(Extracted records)
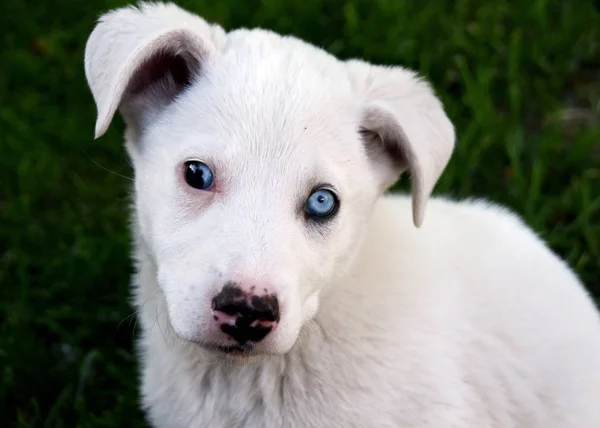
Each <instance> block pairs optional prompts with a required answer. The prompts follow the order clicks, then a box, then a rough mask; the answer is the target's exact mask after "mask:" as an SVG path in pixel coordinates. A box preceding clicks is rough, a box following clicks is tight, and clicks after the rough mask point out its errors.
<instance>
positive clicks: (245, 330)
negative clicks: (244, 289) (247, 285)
mask: <svg viewBox="0 0 600 428" xmlns="http://www.w3.org/2000/svg"><path fill="white" fill-rule="evenodd" d="M212 309H213V314H215V315H216V316H215V319H216V320H218V322H221V320H222V318H221V317H219V316H218V313H219V312H220V313H222V314H225V315H226V316H225V317H223V318H224V319H225V321H224V322H222V324H221V326H220V328H221V331H223V332H224V333H225V334H227V335H229V336H230V337H231V338H233V339H234V340H235V341H237V342H238V343H240V344H244V343H246V342H260V341H261V340H263V339H264V338H265V337H266V336H267V335H268V334H269V333H270V332H271V331H272V330H273V329H274V328H275V327H276V325H277V323H278V321H279V302H278V300H277V297H276V296H275V295H274V294H265V295H262V296H258V295H256V294H253V293H248V292H245V291H244V290H242V289H241V288H240V287H239V286H237V285H235V284H228V285H225V287H223V290H221V292H220V293H219V294H217V295H216V296H215V297H214V298H213V300H212Z"/></svg>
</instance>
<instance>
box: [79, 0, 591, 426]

§ ASSIGNMENT:
Rewrite the records above, replacing every "clicks" with "points" and keeping everything else the same. Omit the pictures from your answer.

§ COMPLETED TASK:
Each <instance> block pairs optional prompts with a required answer. The prompts follow the order points, then a box, then a rough mask; the answer is the target's exact mask after "mask:" as an SVG path in pixel coordinates. A box preceding points is rough, a box following points is tight, and points after the rough mask point out its errors.
<instance>
positive points: (245, 330)
negative points: (244, 289) (247, 285)
mask: <svg viewBox="0 0 600 428" xmlns="http://www.w3.org/2000/svg"><path fill="white" fill-rule="evenodd" d="M212 309H213V314H215V315H216V316H215V319H216V320H218V322H221V320H222V318H221V317H219V316H218V313H219V312H220V313H222V314H225V315H226V316H225V317H223V318H224V319H225V321H224V322H222V324H221V326H220V328H221V331H223V332H224V333H225V334H227V335H229V336H230V337H231V338H233V339H234V340H235V341H237V342H238V343H240V344H244V343H246V342H260V341H261V340H263V339H264V338H265V337H266V336H267V335H268V334H269V333H270V332H271V331H272V330H273V329H274V328H275V327H276V325H277V323H278V321H279V302H278V300H277V297H276V296H275V295H274V294H265V295H262V296H258V295H256V294H253V293H248V292H245V291H244V290H242V289H241V288H240V287H239V286H237V285H235V284H228V285H225V287H223V290H221V292H220V293H219V294H217V295H216V296H215V297H214V298H213V300H212Z"/></svg>
</instance>
<instance>
box: [79, 0, 591, 426]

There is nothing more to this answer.